Some companies with flexible work options don’t focus on hours at all. These organization's flexible work policy is not based on flexible work hours, but on results. As the work models based on traditional workdays falls away, full time employees, like some part-time jobs and freelancers, have the freedom to work whenever they’re most primed to get the job done.
Compressed Work Weeks
This has been years in the making and accelerated by a pandemic, but has Tim Ferris's vision of the Four Hour Work Week becoming the new reality?
With remote work and flexible schedules, the compressed work week is now available. Employers like Duke University are now offer to condense an employee's 35-40 work week into less than 5 days, with their supervisor's consent, of course. This way they can get all of their work done and attend to their personal or family needs.
Implementing these strategies can be difficult for some businesses who rely on real-time collaboration. In order to address these difficulties, some businesses, as mentioned, are turning to flextime, wherein employees work within a set of standard hours, but they have individual freedom to decide which of those hours are best for them. While this method won’t necessarily grant you all of the benefits of flexible work arrangements, it can be a good option if you prefer a bit of structure. After all, that’s what the flexible work environment is all about. It’s about what works for you.
Choosing How You Work
With a well-realized flexible work culture, you’ll be free to build a workspace, a daily routine and personal workflow that best suits you.
The Flexible Work Environment
If you want to build a desk set up that pushes you to work harder every day — you can. If you want to keep your office small enough to toss into your backpack — you can. If you want to keep track of projects on a giant wall of sticky notes, go for it. Say goodbye to micromanagement and hello to boosted employee engagement, and better work-life balance.

(Entries drawn from a collection)
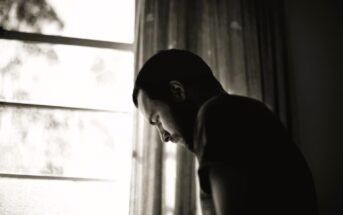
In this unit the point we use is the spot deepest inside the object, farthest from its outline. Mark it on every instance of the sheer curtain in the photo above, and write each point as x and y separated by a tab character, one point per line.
241	40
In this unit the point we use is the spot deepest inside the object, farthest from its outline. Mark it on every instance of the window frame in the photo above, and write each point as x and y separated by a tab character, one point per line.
64	40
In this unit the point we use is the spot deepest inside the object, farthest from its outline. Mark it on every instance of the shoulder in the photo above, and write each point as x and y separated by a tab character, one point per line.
231	107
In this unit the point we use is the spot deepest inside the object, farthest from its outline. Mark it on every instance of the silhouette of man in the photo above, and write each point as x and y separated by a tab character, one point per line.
247	162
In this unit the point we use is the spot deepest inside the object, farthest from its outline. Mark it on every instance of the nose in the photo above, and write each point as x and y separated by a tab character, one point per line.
164	135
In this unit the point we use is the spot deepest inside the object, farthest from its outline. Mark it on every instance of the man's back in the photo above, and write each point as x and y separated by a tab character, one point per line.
247	139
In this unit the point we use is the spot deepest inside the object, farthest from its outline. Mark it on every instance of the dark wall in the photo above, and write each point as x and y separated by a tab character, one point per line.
313	33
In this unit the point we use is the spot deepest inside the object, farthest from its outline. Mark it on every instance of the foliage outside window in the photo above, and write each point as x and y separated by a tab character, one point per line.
66	72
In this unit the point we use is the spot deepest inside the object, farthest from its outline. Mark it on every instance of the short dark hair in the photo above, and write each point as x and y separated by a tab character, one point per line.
174	64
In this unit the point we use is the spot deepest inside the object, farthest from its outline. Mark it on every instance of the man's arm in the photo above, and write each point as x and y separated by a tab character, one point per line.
227	192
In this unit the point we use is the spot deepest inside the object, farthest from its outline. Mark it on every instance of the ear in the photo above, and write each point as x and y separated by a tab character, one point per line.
177	91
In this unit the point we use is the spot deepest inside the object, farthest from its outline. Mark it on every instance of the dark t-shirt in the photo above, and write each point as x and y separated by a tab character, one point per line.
245	138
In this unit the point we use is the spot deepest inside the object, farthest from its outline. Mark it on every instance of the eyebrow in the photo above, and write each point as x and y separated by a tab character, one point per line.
153	122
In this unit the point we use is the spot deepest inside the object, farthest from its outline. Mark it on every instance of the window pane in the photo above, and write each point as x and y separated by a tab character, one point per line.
111	20
69	143
66	75
42	197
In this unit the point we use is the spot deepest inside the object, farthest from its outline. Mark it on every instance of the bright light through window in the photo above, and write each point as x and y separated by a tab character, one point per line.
66	115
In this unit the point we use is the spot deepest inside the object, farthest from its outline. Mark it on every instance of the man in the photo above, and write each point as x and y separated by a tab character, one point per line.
247	162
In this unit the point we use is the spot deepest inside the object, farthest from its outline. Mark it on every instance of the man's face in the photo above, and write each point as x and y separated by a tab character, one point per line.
159	114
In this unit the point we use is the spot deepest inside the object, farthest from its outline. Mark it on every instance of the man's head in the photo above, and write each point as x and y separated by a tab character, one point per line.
169	90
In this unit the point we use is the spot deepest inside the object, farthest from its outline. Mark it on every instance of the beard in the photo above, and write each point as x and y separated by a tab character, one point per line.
184	115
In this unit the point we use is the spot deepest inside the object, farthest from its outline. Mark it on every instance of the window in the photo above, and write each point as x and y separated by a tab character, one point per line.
66	118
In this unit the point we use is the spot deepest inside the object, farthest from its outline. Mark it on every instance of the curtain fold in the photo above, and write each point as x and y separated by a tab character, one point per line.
241	40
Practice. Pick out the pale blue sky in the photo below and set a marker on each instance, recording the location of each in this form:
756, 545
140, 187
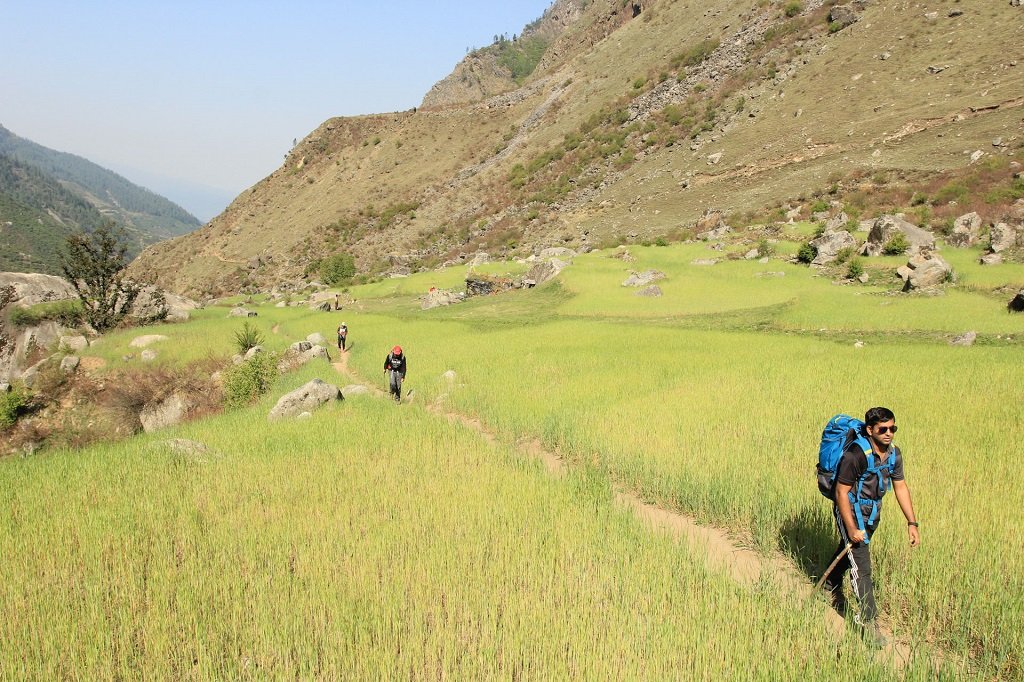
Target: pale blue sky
199, 100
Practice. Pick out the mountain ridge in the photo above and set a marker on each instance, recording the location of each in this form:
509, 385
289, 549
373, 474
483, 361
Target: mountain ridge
630, 127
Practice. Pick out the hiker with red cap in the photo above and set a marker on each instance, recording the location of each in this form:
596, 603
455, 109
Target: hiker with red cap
395, 364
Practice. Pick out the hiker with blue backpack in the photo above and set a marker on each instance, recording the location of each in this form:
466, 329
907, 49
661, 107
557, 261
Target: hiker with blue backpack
857, 464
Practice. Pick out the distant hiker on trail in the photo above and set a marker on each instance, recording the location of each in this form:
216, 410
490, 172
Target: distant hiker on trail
396, 364
342, 336
868, 466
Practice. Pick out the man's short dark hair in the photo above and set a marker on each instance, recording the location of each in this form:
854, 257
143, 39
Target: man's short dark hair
879, 415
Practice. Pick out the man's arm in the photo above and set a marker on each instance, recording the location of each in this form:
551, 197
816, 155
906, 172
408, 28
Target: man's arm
903, 498
846, 513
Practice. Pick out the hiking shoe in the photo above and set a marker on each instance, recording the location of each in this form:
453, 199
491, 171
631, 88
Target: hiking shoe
872, 636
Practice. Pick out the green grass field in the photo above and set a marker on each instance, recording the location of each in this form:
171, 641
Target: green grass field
376, 541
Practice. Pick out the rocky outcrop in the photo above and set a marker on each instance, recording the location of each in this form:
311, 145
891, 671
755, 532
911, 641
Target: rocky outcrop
1016, 304
924, 270
887, 226
439, 297
966, 230
643, 279
544, 270
1001, 237
305, 398
829, 244
168, 412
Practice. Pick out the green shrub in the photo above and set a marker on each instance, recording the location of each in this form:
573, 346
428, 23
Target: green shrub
854, 268
69, 312
244, 383
896, 246
806, 253
12, 405
248, 337
337, 268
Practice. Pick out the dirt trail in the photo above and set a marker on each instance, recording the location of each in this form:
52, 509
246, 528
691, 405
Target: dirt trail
744, 565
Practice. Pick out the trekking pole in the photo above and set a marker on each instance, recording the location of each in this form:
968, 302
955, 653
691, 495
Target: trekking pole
832, 565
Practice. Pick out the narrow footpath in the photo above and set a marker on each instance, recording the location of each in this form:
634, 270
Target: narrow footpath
744, 565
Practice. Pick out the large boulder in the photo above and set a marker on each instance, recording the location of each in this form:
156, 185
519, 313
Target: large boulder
843, 15
887, 226
305, 398
561, 253
436, 297
643, 279
1001, 237
924, 270
543, 270
148, 339
75, 343
829, 244
1016, 304
168, 412
966, 230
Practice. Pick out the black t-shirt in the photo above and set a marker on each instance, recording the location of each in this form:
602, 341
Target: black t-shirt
853, 465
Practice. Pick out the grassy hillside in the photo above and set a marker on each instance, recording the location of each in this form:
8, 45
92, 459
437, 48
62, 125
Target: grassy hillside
381, 541
46, 195
616, 133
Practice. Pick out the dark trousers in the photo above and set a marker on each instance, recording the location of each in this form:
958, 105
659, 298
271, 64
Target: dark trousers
395, 384
858, 562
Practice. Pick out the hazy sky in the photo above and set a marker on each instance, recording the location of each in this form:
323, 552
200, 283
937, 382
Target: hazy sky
199, 100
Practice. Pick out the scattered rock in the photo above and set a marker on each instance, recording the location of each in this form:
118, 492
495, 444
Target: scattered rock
1016, 304
843, 15
305, 398
966, 230
558, 252
886, 226
643, 279
965, 339
1001, 237
436, 297
653, 291
166, 413
924, 270
74, 343
143, 341
829, 244
543, 270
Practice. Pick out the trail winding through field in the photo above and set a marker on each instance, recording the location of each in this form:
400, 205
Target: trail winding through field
744, 565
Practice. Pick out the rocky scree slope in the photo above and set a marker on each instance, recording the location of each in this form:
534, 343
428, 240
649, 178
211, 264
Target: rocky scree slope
633, 124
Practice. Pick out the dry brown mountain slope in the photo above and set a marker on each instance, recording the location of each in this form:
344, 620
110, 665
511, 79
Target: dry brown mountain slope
612, 133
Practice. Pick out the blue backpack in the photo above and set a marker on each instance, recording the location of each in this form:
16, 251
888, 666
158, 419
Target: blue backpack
840, 432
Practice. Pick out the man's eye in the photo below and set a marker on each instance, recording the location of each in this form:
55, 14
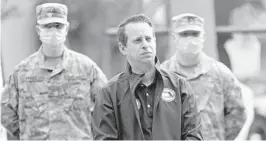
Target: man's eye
137, 40
195, 34
148, 39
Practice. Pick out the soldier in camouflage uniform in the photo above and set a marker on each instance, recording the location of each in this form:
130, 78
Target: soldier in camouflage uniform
218, 91
50, 95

**WHAT THIS EXERCISE ASKS**
1. From the text on flexible work, reproduce the part between "Compressed Work Weeks" and "the new reality?", inclusive.
2. List every section heading that appears in the text on flexible work.
3. Carry the text on flexible work forward from its last sentence.
None of this work involves the records.

**ANSWERS BELOW**
1.
Compressed Work Weeks
This has been years in the making and accelerated by a pandemic, but has Tim Ferris's vision of the Four Hour Work Week becoming the new reality?

2.
Compressed Work Weeks
Choosing How You Work
The Flexible Work Environment

3.
The freedom allowed by being able to roll out of bed, right into the workflow you’ve built is incredible. No more suit, no more tie, unless that’s your style! Prefer to ink things out with a pen before drafting a doc? Go for it. Want to take a lesson from the millennials and do all of your email on your phone? Now you can!
Remote workers with flexible work arrangements don’t have to have every step of the process dictated to them. If you value flexibility (and who doesn’t?), don’t settle for the rigid and outmoded work styles of the past.
For more benefits on how to build out a flexible work environment, check out Deloitte's deck on Remote Collaboration Facing the challenges of COVID-19.
But in the end
Get your work done, and that’s what matters most. For some, working remotely can start off as a vacation from the normal demands of office life. Over time you’ll adjust to the newfound freedom you have, but work completion is key to that formula. The good news for employers? Results are what really matter! Even in a traditional working environment, occupying a seat in front of your desk for eight hours isn’t a measure of success. Now that you can work where, when, and how you want, it’s all about the results.